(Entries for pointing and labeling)
>> Begin
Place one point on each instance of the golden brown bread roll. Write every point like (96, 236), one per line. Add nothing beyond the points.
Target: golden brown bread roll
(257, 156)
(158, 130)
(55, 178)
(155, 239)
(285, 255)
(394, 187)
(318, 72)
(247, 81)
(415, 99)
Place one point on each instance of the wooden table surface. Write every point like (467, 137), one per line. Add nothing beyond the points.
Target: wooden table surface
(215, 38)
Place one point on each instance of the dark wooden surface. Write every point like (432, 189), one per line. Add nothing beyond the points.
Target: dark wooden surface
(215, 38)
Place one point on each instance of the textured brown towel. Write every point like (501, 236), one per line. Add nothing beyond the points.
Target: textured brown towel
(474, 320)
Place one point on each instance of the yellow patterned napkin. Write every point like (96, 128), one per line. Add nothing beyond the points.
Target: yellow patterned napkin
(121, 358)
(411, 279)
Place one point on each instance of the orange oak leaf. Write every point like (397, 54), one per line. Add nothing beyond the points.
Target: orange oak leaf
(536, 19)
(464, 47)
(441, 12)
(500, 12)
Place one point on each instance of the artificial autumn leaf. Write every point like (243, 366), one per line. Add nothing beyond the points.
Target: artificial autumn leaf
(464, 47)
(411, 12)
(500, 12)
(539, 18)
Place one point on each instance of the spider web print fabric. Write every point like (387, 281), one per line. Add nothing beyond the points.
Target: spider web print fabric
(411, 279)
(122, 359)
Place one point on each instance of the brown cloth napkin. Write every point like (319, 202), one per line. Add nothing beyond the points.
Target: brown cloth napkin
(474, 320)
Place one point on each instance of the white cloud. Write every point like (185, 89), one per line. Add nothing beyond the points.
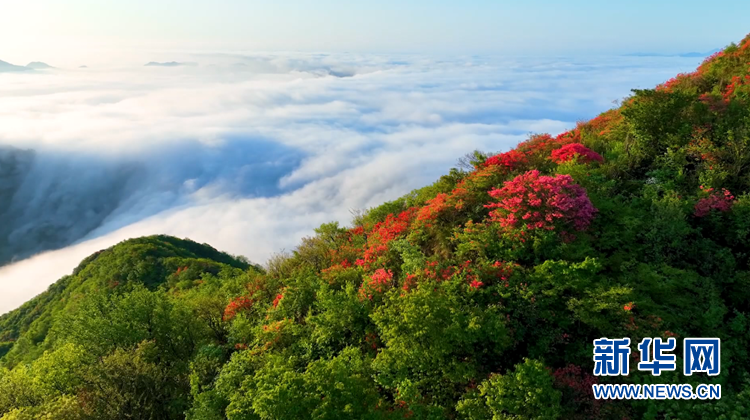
>> End
§ **What you will do**:
Copy all of the rows above word for word, leaving out the pictures.

§ **The reply**:
Place one point on each instance of the golden brown bread roll. Write every point like (96, 236), one per line. Add nothing beyond the points.
Target: golden brown bread roll
(257, 156)
(158, 130)
(55, 178)
(155, 239)
(285, 255)
(394, 187)
(318, 72)
(247, 81)
(415, 99)
Place one point on each instance of the wooden table surface. Write every point like (467, 137), one per line. Add nothing beyond the points.
Target: wooden table surface
(215, 38)
Place one point on each instance of the dark wooden surface. Write every point like (432, 189), one per line. Add nothing beyond the points.
Target: dark wooden surface
(215, 38)
Place one point on each instance of the textured brown towel. Write every point like (501, 236), one per line. Add nothing beyond the points.
Target: textured brown towel
(474, 320)
Place one point on each instance of the yellow patterned napkin. Write every point like (96, 128), one per line. Add nothing beyond the points.
Target: yellow patterned napkin
(121, 358)
(411, 279)
Place one point on each instance of the orange oak leaf. Write every point like (397, 54), one per line. Add nothing beyond the points.
Target: orange oak leaf
(536, 19)
(464, 47)
(441, 12)
(500, 12)
Place one point on each instance of the artificial autumn leaf. Write every point like (243, 366), one per line. Add nothing beyond the points.
Target: artificial autumn leaf
(464, 47)
(411, 12)
(500, 12)
(539, 18)
Place one point on each instance of the spider web print fabric. Write every point like (387, 281), one per line. Add nothing beyond the points.
Target: spider web print fabric
(411, 279)
(122, 359)
Place one point on each instance of the brown cloth napkin. Write every point like (319, 202), one per line. Add nothing beyond the points.
Target: brown cloth napkin
(474, 320)
Place one point on each instance of the white cloud. Write every point like (185, 89), one per line. Add nothing beyond the points.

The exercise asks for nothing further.